WRITTEN REQUEST A -
Reproduce the synthesis procedure below in full, character for character.

TEXT SEGMENT -
§
1,3-Bis{[N-benzyl-N-(3,5-dichloro-2,4,6-triazin-1-yl)]aminomethyl}benzene 3 (500 mg, 0.82 mmol) and DO3A-tBu₃ hydrobromide (1.40 g, 2.46 mmol, 3 eq.) were dissolved in 10 mL of acetonitrile. DIPEA (420 mg, 3.28 mmol, 4 eq.) was added and the resultant reaction mixture was stirred at room temperature overnight. The solvent was removed under reduced pressure and the brownish oil obtained was redissolved with dichloromethane and washed thrice with a saturated solution of sodium carbonate and twice with a saturated solution of sodium chloride. The organic phase was dried over anhydrous sodium sulphate, filtered and the filtrate was washed with dichloromethane. The solvent was removed under reduced pressure, affording a brownish oil purified by gravimetric chromatography on a silica gel column (petroleum ether/ethyl acetate 9 : 1). 1.04 g of compound 4 (0.66 mmol, 81%) was obtained as a yellowish oil. ¹H-NMR (CDCl₃, 300 MHz, 333 K) δ: 7.31–7.02 (m, 13H), 6.96 (s, 1H), 4.80–4.56 (m, 6H), 3.86–3.56 (m, 8H), 3.29 (bs, 8H), 3.18–2.54 (m, 24H), 1.42 (s, 36H), 1.34 (bs, 9H), 1.32 (bs, 9H). ¹³C-NMR (CDCl₃, 75.4 MHz, 333K) δ: 171.2 (C), 169.5 (C), 169.4 (C), 169.1 (C), 165.6 (C), 164.9 (C), 137.9 (C), 137.4 (C), 128.9 (CH), 128.6 (CH), 128.3 (CH), 127.5 (CH), 127.3 (CH), 127.0 (CH), 82.5 (C), 82.3 (C), 56.6 (CH₂), 56.2 (CH₂), 54.5 (bs, CH₂), 53.9 (bs, CH₂), 52.7 (CH₂), 49.6 (CH₂), 47.6 (bs, CH₂), 46.9 (bs, CH₂), 28.2 (CH₃), 28.1 (CH₃). ESI⁺-MS: 1569.56 [M + H]⁺, 784.51 [M + 2H]²⁺.
§
EXTRACTED INFORMATION -

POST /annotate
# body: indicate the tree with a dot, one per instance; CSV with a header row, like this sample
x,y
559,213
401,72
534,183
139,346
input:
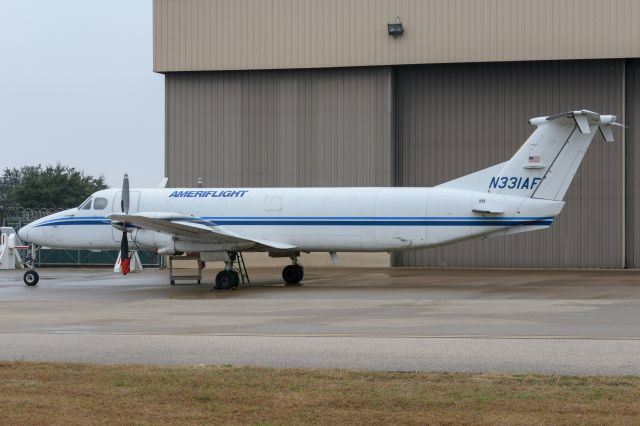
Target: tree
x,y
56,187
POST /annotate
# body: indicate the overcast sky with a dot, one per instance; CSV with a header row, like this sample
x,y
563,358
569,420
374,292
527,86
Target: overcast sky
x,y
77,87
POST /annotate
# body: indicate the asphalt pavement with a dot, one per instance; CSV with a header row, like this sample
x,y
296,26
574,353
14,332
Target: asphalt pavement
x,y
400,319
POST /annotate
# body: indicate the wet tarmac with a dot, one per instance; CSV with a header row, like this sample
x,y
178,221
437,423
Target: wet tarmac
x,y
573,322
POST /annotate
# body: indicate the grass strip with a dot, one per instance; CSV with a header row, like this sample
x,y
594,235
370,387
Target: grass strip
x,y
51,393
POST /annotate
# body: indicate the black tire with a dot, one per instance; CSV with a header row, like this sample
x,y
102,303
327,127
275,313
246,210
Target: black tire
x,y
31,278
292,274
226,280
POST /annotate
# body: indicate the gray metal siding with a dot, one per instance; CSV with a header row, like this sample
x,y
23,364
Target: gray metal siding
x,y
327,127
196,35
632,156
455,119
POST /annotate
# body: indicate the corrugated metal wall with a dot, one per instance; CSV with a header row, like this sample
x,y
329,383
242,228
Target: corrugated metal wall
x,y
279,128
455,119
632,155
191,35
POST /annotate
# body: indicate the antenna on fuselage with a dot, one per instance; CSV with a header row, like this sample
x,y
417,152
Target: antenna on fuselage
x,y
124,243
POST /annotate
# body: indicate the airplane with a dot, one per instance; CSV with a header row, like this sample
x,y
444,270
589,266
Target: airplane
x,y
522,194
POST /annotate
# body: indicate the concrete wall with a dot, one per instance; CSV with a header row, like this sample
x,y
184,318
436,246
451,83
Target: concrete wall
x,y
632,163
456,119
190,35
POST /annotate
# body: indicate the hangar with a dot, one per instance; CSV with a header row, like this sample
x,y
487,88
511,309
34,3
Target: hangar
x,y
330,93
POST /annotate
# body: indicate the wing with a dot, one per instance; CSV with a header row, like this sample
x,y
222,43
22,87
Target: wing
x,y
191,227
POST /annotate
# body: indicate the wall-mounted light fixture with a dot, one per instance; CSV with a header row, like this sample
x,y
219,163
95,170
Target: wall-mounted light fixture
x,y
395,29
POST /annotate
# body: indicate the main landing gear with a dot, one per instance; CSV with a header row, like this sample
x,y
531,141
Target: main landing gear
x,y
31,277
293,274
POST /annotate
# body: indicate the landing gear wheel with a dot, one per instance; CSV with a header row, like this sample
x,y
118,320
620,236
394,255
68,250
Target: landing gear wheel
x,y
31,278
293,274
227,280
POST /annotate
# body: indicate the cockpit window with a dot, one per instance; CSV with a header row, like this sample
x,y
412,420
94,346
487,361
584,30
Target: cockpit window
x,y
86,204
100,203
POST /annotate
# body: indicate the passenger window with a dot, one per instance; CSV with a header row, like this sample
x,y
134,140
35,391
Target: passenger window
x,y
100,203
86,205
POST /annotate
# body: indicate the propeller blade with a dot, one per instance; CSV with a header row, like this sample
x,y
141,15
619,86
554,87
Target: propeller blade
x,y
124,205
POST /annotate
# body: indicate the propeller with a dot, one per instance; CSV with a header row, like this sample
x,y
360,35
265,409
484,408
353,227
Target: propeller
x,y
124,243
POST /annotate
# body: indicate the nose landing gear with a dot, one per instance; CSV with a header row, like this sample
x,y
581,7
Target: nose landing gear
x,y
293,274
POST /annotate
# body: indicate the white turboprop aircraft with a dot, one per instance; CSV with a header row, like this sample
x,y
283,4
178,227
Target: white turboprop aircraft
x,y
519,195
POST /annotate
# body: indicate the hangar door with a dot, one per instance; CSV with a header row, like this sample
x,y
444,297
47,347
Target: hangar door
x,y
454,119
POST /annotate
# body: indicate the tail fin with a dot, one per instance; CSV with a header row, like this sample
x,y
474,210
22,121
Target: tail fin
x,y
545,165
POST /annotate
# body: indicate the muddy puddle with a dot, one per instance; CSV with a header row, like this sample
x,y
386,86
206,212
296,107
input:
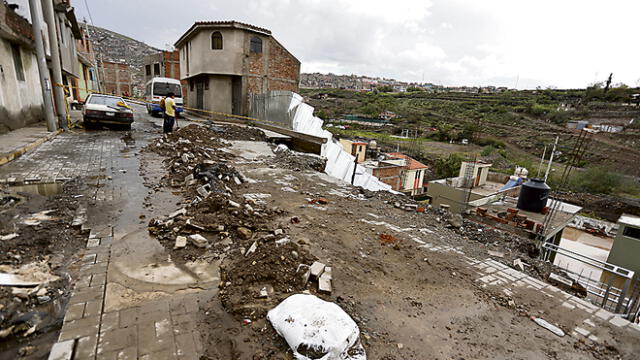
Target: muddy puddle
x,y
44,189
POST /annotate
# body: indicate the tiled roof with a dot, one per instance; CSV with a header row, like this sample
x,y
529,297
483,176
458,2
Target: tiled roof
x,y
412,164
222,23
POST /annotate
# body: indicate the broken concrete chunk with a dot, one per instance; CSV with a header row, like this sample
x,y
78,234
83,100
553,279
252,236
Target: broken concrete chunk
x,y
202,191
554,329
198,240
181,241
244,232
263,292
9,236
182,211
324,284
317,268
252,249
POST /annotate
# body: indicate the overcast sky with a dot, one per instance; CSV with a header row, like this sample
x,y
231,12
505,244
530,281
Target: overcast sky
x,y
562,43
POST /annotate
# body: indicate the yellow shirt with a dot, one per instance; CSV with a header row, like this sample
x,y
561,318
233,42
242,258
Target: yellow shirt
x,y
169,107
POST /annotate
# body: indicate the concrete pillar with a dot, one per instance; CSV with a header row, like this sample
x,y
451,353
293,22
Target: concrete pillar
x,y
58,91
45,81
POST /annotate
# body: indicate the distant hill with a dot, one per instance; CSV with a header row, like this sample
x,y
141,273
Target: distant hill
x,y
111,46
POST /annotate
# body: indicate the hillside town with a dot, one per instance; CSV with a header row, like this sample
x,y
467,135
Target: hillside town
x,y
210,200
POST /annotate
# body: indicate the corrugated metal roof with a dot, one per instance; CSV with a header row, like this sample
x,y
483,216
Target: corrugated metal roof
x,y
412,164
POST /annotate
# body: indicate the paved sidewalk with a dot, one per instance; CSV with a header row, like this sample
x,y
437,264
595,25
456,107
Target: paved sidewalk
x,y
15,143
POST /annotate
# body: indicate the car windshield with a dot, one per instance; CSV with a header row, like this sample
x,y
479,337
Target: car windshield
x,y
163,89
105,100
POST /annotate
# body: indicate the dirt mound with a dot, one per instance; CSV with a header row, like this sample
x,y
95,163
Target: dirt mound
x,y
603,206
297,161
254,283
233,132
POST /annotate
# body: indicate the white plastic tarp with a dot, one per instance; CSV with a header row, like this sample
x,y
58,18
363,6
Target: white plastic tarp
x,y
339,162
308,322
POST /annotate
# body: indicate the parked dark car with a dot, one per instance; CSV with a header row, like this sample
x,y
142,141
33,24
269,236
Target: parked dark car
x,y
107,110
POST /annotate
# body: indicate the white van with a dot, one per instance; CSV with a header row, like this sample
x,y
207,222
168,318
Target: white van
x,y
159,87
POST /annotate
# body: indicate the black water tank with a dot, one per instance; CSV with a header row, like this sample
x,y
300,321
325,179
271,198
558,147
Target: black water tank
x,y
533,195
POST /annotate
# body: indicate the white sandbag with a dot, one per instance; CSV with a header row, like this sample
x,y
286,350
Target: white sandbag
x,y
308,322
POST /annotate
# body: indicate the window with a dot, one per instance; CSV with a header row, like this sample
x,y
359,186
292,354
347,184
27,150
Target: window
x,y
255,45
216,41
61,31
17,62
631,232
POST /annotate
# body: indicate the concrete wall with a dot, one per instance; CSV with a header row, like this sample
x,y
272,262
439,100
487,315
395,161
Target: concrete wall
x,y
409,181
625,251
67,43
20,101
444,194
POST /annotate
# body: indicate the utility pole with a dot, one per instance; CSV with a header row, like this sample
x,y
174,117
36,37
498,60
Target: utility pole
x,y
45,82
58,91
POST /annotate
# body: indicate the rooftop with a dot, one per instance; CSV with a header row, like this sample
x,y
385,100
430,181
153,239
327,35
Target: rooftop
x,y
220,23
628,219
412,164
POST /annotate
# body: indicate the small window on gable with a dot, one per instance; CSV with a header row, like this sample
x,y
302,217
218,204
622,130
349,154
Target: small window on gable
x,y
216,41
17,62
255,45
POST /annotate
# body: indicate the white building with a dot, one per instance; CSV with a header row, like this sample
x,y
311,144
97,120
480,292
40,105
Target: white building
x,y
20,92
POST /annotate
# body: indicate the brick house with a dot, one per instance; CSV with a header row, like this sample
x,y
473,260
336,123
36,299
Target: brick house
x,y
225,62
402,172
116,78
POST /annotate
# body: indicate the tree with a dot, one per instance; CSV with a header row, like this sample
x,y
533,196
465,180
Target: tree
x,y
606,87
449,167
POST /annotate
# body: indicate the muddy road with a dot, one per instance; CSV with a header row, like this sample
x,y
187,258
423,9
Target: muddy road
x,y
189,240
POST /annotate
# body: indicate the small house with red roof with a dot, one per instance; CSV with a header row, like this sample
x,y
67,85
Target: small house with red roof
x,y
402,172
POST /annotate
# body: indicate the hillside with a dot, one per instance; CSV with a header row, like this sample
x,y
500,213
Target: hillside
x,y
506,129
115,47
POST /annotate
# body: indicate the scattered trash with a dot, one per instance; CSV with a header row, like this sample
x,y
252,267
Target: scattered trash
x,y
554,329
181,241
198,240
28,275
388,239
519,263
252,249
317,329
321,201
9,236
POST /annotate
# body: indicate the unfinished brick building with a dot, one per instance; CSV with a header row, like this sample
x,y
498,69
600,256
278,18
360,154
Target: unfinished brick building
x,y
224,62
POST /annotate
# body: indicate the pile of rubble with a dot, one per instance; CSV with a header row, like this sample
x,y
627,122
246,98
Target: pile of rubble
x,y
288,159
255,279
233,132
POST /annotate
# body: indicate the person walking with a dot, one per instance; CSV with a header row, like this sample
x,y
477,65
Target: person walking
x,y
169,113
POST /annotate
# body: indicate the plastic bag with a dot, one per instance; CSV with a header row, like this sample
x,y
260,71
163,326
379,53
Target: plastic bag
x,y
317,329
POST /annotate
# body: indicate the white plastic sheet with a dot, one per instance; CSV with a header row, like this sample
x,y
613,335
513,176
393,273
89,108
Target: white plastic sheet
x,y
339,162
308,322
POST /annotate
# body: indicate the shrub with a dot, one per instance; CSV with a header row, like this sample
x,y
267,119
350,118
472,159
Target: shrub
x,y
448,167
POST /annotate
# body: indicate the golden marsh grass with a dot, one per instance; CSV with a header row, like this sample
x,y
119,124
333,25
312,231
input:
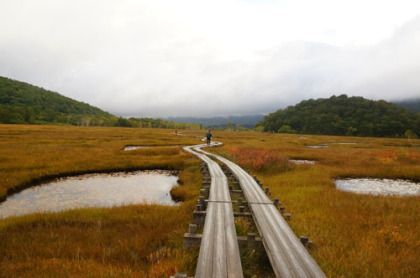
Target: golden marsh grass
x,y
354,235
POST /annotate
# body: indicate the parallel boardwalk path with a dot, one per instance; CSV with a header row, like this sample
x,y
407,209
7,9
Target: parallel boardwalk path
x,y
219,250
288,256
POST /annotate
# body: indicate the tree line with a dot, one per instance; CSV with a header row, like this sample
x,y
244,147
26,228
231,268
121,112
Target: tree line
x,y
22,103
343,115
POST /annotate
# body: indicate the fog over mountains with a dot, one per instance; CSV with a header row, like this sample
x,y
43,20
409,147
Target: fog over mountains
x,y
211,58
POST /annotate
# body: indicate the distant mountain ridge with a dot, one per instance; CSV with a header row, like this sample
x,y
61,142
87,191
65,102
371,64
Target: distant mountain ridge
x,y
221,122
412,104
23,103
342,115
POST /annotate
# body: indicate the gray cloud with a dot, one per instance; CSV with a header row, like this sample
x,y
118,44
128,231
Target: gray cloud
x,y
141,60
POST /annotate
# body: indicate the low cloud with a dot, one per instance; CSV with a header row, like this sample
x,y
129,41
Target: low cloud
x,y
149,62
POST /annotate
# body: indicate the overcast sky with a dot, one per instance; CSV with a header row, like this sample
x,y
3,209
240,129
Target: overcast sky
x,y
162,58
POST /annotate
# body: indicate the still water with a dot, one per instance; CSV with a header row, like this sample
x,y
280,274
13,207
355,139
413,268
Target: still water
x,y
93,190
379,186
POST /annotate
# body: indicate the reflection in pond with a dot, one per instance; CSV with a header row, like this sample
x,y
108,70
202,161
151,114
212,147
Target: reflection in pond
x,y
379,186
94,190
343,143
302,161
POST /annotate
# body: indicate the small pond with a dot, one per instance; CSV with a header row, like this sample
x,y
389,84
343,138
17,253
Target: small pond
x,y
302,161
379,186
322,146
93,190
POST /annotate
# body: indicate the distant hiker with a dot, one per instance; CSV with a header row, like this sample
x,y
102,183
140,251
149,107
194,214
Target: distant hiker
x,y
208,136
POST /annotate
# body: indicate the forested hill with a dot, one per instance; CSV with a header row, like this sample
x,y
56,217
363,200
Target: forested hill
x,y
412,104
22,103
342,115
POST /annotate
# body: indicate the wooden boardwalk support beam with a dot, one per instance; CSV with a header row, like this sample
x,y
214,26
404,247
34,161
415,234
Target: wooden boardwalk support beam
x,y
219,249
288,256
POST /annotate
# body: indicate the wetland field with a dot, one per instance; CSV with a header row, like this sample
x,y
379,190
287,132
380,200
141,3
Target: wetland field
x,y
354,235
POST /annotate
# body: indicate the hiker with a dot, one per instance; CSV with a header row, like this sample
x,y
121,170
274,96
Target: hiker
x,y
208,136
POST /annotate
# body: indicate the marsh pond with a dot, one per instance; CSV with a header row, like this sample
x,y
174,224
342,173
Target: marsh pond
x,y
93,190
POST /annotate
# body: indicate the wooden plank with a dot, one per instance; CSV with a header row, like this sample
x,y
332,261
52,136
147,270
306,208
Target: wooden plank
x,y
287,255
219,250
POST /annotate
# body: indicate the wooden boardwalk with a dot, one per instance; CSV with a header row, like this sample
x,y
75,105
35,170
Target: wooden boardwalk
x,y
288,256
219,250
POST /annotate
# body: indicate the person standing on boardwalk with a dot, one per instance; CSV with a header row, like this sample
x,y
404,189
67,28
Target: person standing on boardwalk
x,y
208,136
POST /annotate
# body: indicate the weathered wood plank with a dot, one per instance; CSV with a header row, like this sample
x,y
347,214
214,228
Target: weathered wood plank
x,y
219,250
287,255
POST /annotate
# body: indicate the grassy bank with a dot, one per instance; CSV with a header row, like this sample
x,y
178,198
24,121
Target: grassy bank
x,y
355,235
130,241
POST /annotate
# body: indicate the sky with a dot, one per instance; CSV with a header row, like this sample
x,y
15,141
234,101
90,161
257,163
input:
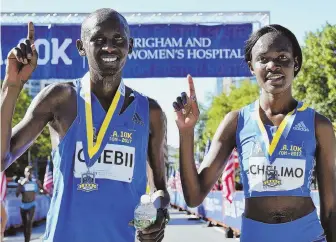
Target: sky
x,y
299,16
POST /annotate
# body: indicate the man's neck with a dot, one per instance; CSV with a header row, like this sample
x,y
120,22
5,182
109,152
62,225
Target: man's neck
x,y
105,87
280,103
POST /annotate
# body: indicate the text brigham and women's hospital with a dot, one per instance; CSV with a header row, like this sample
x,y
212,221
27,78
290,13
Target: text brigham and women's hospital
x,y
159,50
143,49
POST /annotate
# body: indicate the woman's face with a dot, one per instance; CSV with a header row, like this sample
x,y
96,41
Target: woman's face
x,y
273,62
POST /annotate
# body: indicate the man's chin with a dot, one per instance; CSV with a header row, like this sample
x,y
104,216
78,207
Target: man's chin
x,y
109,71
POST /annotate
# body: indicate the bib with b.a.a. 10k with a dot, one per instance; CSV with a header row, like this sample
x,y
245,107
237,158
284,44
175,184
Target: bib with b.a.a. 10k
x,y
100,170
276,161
§
WRITTEN REQUEST B -
Pick out every line in the entries above that contains the string "turboprop" and copy each one. Case counts.

TASK ANSWER A -
1,3-Bis{[N-benzyl-N-(3,5-dichloro-2,4,6-triazin-1-yl)]aminomethyl}benzene 3 (500 mg, 0.82 mmol) and DO3A-tBu₃ hydrobromide (1.40 g, 2.46 mmol, 3 eq.) were dissolved in 10 mL of acetonitrile. DIPEA (420 mg, 3.28 mmol, 4 eq.) was added and the resultant reaction mixture was stirred at room temperature overnight. The solvent was removed under reduced pressure and the brownish oil obtained was redissolved with dichloromethane and washed thrice with a saturated solution of sodium carbonate and twice with a saturated solution of sodium chloride. The organic phase was dried over anhydrous sodium sulphate, filtered and the filtrate was washed with dichloromethane. The solvent was removed under reduced pressure, affording a brownish oil purified by gravimetric chromatography on a silica gel column (petroleum ether/ethyl acetate 9 : 1). 1.04 g of compound 4 (0.66 mmol, 81%) was obtained as a yellowish oil. ¹H-NMR (CDCl₃, 300 MHz, 333 K) δ: 7.31–7.02 (m, 13H), 6.96 (s, 1H), 4.80–4.56 (m, 6H), 3.86–3.56 (m, 8H), 3.29 (bs, 8H), 3.18–2.54 (m, 24H), 1.42 (s, 36H), 1.34 (bs, 9H), 1.32 (bs, 9H). ¹³C-NMR (CDCl₃, 75.4 MHz, 333K) δ: 171.2 (C), 169.5 (C), 169.4 (C), 169.1 (C), 165.6 (C), 164.9 (C), 137.9 (C), 137.4 (C), 128.9 (CH), 128.6 (CH), 128.3 (CH), 127.5 (CH), 127.3 (CH), 127.0 (CH), 82.5 (C), 82.3 (C), 56.6 (CH₂), 56.2 (CH₂), 54.5 (bs, CH₂), 53.9 (bs, CH₂), 52.7 (CH₂), 49.6 (CH₂), 47.6 (bs, CH₂), 46.9 (bs, CH₂), 28.2 (CH₃), 28.1 (CH₃). ESI⁺-MS: 1569.56 [M + H]⁺, 784.51 [M + 2H]²⁺.

TASK ANSWER B -
# body: indicate the white turboprop aircraft with a dot, one per instance; CSV with a header row, like this sample
Target: white turboprop aircraft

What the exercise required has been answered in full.